== PARTS OF THE EXERCISE ==
**A.** Please list every four-digit year mentioned in the McConnell passage, in the order they appear.
**B.** Echo the McConnell passage starting with "Furthermore, he was among" and going on through "US military. (Getty)".

== DOCUMENT SECTION ==
= Beginning of Section =
Furthermore, he was among 36 senators who voted against the Respect for Marriage Act, which codified same-sex and interracial marriages into law, in 2022. Many pointed out that McConnell has been in an interracial marriage with Elaine Chao since 1993. 

The new legislation aimed to repeal the much-maligned 1996 Defence of Marriage Act – which defined marriage as existing only between a man and a woman – and protect interracial marriages by mandating that states recognise marriages regardless of sex, race, ethnicity or national origin.

He repeatedly tried to stop the repeal of anti-LGBTQ+ policies in the US military

Republican Senate leader Mitch McConnell wears a suit and tie as he stares off camera
The long-serving senator tried to block the repeal of anti-LGBTQ+ policies in the US military. (Getty)

In 2010, McConnell voted against a defence bill that would have repealed the military’s “Don’t Ask, Don’t Tell” policy. He also tried to file an amendment to a sweeping bill that was likely to have prevented or delayed the repeal’s implementation.

The policy – introduced by president Bill Clinton in 1994 and eventually repealed in 2011 – meant LGBTQ+ people could serve as long as they did not disclose their sexuality. As a result, many queer service members faced discrimination, were forced out of the military and deprived of benefits

Later in his career, and less than seven years ago, the senator blocked a vote on an amendment that would’ve reversed president Donald Trump’s trans military ban.
= End of Section =
[Data entries]
= Beginning of Section =
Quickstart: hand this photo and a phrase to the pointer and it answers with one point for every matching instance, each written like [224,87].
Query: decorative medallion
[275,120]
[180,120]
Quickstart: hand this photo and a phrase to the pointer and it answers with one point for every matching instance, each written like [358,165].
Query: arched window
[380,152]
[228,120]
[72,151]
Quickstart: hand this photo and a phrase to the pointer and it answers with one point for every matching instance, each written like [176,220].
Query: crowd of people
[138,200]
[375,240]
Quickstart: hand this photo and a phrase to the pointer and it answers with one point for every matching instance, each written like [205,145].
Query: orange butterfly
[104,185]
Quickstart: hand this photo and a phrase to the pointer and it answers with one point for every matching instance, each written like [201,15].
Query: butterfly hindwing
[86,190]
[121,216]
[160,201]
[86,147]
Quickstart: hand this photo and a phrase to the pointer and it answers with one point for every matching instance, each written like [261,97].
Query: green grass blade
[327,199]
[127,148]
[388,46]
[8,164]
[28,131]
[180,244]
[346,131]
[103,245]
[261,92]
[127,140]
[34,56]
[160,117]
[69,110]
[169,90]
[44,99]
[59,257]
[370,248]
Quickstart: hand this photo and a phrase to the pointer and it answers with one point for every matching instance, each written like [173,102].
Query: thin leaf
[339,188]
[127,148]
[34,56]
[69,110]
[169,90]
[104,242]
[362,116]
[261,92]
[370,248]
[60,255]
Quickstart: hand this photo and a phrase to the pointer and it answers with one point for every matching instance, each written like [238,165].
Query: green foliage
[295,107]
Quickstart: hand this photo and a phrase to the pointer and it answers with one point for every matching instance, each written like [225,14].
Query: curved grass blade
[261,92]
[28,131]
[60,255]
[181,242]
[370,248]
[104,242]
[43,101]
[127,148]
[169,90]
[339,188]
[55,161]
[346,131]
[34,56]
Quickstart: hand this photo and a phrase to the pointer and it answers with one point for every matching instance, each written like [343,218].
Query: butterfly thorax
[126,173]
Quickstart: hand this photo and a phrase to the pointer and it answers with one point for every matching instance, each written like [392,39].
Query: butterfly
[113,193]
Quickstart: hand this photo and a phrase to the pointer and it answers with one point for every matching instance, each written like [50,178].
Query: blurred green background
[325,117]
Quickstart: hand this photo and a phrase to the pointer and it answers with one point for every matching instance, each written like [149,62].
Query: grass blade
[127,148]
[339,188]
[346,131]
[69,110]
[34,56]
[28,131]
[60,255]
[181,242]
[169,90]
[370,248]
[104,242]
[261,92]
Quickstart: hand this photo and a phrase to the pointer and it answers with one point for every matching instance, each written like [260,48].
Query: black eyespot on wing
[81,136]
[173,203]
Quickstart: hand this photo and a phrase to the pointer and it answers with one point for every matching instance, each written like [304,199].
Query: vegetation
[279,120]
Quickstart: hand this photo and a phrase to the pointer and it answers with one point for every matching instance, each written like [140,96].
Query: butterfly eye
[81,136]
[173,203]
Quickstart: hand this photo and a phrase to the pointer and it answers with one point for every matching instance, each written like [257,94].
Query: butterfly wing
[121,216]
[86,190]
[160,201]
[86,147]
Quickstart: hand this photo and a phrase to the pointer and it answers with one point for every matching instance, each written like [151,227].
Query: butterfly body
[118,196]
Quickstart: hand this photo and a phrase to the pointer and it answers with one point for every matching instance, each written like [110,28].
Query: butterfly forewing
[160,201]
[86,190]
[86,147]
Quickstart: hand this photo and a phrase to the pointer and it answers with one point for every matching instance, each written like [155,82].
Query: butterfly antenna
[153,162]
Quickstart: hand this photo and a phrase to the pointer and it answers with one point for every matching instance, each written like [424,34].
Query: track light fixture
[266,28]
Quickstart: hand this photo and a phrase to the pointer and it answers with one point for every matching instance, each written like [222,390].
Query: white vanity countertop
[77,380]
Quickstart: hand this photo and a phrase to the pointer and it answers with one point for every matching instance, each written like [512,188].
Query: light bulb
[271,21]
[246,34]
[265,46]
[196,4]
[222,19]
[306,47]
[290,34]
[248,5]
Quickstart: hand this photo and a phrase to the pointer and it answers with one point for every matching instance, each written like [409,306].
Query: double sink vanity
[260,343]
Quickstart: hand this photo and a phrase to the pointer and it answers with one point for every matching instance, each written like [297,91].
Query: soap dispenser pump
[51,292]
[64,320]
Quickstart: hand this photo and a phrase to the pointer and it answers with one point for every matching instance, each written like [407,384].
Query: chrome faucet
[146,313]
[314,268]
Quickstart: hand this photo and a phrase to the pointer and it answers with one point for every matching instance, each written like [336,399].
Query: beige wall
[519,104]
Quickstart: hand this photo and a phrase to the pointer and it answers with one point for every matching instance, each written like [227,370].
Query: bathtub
= End of Section =
== RESPONSES ==
**A.** 2022, 1993, 1996, 2010, 1994, 2011

**B.**
Furthermore, he was among 36 senators who voted against the Respect for Marriage Act, which codified same-sex and interracial marriages into law, in 2022. Many pointed out that McConnell has been in an interracial marriage with Elaine Chao since 1993. 

The new legislation aimed to repeal the much-maligned 1996 Defence of Marriage Act – which defined marriage as existing only between a man and a woman – and protect interracial marriages by mandating that states recognise marriages regardless of sex, race, ethnicity or national origin.

He repeatedly tried to stop the repeal of anti-LGBTQ+ policies in the US military

Republican Senate leader Mitch McConnell wears a suit and tie as he stares off camera
The long-serving senator tried to block the repeal of anti-LGBTQ+ policies in the US military. (Getty)